→ SHORT EXERCISE:
Only the lines from the line containing "Draw the outline of every instance of the child's bare" to the end of the entries should be repeated, exactly as they appear.

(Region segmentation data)
---

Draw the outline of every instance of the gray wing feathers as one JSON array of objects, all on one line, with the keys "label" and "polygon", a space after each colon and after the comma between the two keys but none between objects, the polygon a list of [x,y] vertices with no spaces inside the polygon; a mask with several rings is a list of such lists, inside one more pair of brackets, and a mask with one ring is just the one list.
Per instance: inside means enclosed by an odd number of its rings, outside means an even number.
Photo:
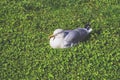
[{"label": "gray wing feathers", "polygon": [[64,38],[64,45],[72,46],[77,44],[78,42],[84,40],[87,35],[88,32],[84,28],[77,28],[75,30],[69,31]]}]

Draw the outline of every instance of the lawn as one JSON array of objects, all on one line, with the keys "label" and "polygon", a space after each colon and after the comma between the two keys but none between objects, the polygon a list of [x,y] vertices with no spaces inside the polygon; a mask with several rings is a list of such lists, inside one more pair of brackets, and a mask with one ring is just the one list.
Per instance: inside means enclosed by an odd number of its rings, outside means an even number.
[{"label": "lawn", "polygon": [[[57,28],[90,22],[90,38],[52,49]],[[119,80],[120,0],[0,1],[0,80]]]}]

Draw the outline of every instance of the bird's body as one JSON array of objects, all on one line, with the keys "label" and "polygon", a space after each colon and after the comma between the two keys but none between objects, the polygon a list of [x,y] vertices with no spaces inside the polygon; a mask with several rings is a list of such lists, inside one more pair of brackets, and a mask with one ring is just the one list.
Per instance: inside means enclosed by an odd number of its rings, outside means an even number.
[{"label": "bird's body", "polygon": [[92,31],[91,28],[77,28],[74,30],[56,29],[50,37],[52,48],[68,48],[83,41]]}]

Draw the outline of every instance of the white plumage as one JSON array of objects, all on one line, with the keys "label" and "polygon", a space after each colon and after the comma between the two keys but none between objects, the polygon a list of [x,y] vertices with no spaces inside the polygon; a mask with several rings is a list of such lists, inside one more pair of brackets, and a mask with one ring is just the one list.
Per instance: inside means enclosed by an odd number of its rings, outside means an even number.
[{"label": "white plumage", "polygon": [[52,48],[68,48],[83,41],[92,31],[91,28],[77,28],[74,30],[56,29],[50,36]]}]

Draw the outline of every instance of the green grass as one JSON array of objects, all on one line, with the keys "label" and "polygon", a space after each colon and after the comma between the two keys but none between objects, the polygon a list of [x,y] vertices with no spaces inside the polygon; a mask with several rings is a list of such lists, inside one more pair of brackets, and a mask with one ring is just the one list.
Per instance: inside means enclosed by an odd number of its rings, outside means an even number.
[{"label": "green grass", "polygon": [[[119,0],[0,1],[0,80],[119,80]],[[52,49],[57,28],[84,27],[91,37]]]}]

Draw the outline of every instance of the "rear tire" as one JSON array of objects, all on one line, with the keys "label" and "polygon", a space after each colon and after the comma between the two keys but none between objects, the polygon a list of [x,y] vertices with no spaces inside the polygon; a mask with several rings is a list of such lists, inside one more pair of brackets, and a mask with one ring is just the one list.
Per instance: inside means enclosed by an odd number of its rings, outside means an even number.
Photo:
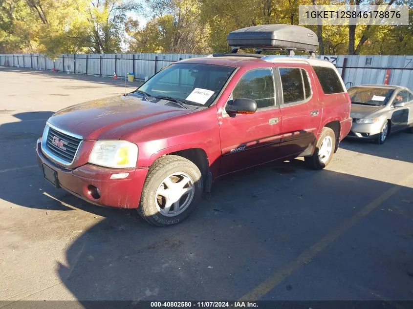
[{"label": "rear tire", "polygon": [[323,169],[333,157],[335,146],[336,135],[334,131],[329,127],[324,127],[317,141],[313,155],[304,157],[305,165],[313,169]]},{"label": "rear tire", "polygon": [[196,206],[202,186],[201,172],[193,162],[179,156],[161,157],[149,169],[138,212],[154,225],[179,223]]},{"label": "rear tire", "polygon": [[386,121],[383,124],[381,127],[380,134],[377,135],[376,138],[375,142],[376,144],[381,145],[384,144],[387,137],[389,136],[389,133],[390,133],[390,127],[389,125],[389,122]]}]

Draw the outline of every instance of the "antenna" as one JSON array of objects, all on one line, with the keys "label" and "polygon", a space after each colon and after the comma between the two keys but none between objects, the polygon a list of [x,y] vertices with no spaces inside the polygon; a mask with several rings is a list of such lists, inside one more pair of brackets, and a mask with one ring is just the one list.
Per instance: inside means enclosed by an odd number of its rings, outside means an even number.
[{"label": "antenna", "polygon": [[126,95],[126,75],[125,76],[125,95]]}]

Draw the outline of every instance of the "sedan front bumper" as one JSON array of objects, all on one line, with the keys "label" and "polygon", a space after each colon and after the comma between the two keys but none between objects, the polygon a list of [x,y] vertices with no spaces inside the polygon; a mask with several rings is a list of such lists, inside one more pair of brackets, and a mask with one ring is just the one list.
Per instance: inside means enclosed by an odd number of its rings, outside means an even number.
[{"label": "sedan front bumper", "polygon": [[382,122],[367,124],[353,123],[347,137],[361,139],[374,138],[380,133],[382,126]]}]

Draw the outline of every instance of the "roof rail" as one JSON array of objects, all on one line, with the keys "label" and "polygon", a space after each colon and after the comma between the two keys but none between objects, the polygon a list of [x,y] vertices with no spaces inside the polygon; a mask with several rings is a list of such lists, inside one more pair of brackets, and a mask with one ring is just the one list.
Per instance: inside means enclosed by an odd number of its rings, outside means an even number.
[{"label": "roof rail", "polygon": [[253,58],[262,58],[265,55],[259,54],[213,54],[212,57],[249,57]]}]

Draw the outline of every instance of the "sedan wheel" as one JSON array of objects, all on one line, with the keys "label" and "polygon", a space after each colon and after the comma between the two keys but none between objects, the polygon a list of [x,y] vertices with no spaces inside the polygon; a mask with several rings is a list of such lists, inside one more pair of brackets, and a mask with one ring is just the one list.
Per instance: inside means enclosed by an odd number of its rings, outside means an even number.
[{"label": "sedan wheel", "polygon": [[389,123],[385,123],[381,128],[381,132],[377,137],[376,143],[379,144],[383,144],[389,135]]}]

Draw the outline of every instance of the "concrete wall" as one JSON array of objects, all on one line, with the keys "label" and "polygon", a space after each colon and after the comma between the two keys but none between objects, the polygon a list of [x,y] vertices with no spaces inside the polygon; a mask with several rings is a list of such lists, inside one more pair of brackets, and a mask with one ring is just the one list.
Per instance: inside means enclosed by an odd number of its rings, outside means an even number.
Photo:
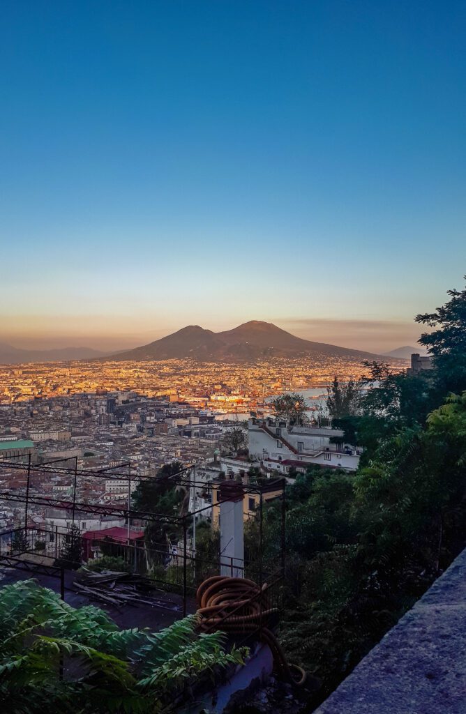
[{"label": "concrete wall", "polygon": [[314,714],[465,714],[466,550]]}]

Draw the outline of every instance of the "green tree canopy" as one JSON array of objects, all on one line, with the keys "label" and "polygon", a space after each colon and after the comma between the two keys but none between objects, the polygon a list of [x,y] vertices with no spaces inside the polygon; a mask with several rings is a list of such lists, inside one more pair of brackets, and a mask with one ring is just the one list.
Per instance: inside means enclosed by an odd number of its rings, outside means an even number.
[{"label": "green tree canopy", "polygon": [[466,289],[449,290],[447,294],[450,299],[442,307],[415,318],[435,328],[423,333],[419,341],[432,356],[440,394],[466,390]]},{"label": "green tree canopy", "polygon": [[307,408],[306,400],[297,392],[280,394],[270,401],[270,405],[277,418],[284,419],[292,424],[298,423],[304,418]]}]

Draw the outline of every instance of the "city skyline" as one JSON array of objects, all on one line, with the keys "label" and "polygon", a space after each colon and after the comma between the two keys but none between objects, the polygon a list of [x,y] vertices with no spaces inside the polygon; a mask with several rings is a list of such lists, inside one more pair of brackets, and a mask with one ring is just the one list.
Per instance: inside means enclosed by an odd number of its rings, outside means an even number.
[{"label": "city skyline", "polygon": [[257,319],[415,344],[465,272],[464,19],[7,4],[0,340],[109,351]]}]

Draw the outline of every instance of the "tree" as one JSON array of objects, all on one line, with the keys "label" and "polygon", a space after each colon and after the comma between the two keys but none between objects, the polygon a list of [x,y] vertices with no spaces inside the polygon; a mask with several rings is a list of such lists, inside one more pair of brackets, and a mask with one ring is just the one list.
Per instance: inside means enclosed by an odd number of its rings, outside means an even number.
[{"label": "tree", "polygon": [[60,557],[55,561],[56,565],[62,568],[76,570],[82,560],[82,537],[77,526],[73,526],[65,533]]},{"label": "tree", "polygon": [[15,554],[24,553],[27,550],[27,536],[24,528],[17,528],[11,539],[11,552]]},{"label": "tree", "polygon": [[225,431],[222,439],[223,447],[229,453],[237,453],[247,446],[247,438],[241,426],[234,426]]},{"label": "tree", "polygon": [[436,328],[423,333],[419,342],[433,358],[440,395],[466,389],[466,289],[449,290],[447,294],[450,300],[435,312],[415,318],[419,324]]},{"label": "tree", "polygon": [[270,401],[270,406],[278,419],[284,419],[291,424],[297,424],[302,421],[307,409],[306,400],[297,392],[280,394]]},{"label": "tree", "polygon": [[182,508],[184,495],[170,478],[182,468],[179,461],[164,464],[156,476],[140,481],[133,493],[133,504],[137,511],[154,514],[144,532],[152,565],[163,563],[168,549],[167,536],[177,538],[182,533],[179,526],[164,516],[175,516]]},{"label": "tree", "polygon": [[327,388],[327,408],[332,419],[355,416],[360,408],[362,384],[354,379],[340,383],[335,375],[332,386]]},{"label": "tree", "polygon": [[170,477],[182,468],[179,461],[172,461],[159,468],[154,478],[141,480],[132,496],[134,508],[173,516],[174,507],[180,498],[175,493],[176,483]]}]

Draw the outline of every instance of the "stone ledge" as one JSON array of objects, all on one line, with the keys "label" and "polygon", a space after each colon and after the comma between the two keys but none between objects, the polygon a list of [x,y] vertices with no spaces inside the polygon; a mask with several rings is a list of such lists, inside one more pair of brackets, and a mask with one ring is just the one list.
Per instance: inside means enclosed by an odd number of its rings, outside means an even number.
[{"label": "stone ledge", "polygon": [[465,714],[466,550],[314,714]]}]

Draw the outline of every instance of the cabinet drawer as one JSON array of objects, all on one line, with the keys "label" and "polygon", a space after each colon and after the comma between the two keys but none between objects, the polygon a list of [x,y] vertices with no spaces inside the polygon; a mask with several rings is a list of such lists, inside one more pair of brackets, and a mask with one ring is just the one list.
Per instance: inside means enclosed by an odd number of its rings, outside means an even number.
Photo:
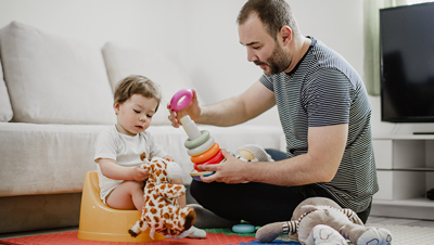
[{"label": "cabinet drawer", "polygon": [[425,172],[378,170],[380,191],[374,199],[409,199],[425,194]]},{"label": "cabinet drawer", "polygon": [[376,168],[392,169],[392,140],[372,140]]}]

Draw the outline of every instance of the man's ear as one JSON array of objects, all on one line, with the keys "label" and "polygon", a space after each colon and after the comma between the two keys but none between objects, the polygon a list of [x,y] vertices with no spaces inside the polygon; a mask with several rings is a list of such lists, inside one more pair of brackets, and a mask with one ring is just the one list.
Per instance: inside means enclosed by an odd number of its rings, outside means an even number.
[{"label": "man's ear", "polygon": [[283,44],[289,44],[292,40],[292,29],[289,26],[282,26],[282,28],[280,28],[279,36]]}]

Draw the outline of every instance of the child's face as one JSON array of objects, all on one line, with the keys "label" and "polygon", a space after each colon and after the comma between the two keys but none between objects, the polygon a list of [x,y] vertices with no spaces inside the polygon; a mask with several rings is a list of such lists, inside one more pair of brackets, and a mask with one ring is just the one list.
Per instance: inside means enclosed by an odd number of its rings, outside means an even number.
[{"label": "child's face", "polygon": [[154,98],[141,94],[132,94],[126,102],[116,103],[113,107],[117,114],[117,130],[128,136],[143,132],[151,125],[157,104]]}]

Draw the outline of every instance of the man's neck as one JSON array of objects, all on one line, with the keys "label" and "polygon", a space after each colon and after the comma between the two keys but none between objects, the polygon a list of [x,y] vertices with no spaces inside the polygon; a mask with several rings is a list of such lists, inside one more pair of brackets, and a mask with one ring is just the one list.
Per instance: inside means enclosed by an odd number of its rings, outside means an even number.
[{"label": "man's neck", "polygon": [[297,39],[294,39],[292,47],[292,54],[293,54],[292,62],[291,65],[284,70],[284,73],[290,73],[291,70],[294,69],[294,67],[298,64],[302,57],[309,50],[310,44],[311,44],[310,38],[302,36]]}]

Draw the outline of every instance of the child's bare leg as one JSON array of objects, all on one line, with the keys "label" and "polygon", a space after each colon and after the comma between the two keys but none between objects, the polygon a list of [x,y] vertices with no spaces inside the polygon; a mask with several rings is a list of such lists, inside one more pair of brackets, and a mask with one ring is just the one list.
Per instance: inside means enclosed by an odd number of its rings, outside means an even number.
[{"label": "child's bare leg", "polygon": [[117,209],[137,209],[140,212],[143,208],[143,182],[127,180],[122,182],[108,195],[107,205]]},{"label": "child's bare leg", "polygon": [[[182,185],[183,185],[182,179],[173,180],[171,183],[173,183],[173,184],[182,184]],[[180,207],[187,207],[186,195],[179,196],[179,197],[177,198],[177,201],[178,201],[178,204],[179,204]]]}]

---

→ RESULT OF THE TASK:
Draw the outline of every instance of the child's bare leg as one JSON array of objects, all on one line, with the keys "label" and "polygon", a space after each colon and after the comma between the two keys but none between objects, the polygon a list of [x,y] vertices with no spaces inside the polygon; a mask with several rings is a list of such lists, inside one more pair of brackets, and a mask with one ring is just the one list.
Per instance: inside means enclosed by an odd number of its rings, outside means an even number.
[{"label": "child's bare leg", "polygon": [[117,209],[137,209],[140,212],[143,208],[143,182],[127,180],[122,182],[108,195],[107,205]]},{"label": "child's bare leg", "polygon": [[[182,185],[183,185],[182,179],[173,180],[171,183],[173,183],[173,184],[182,184]],[[180,207],[187,207],[186,195],[179,196],[179,197],[177,198],[177,201],[178,201],[178,204],[179,204]]]}]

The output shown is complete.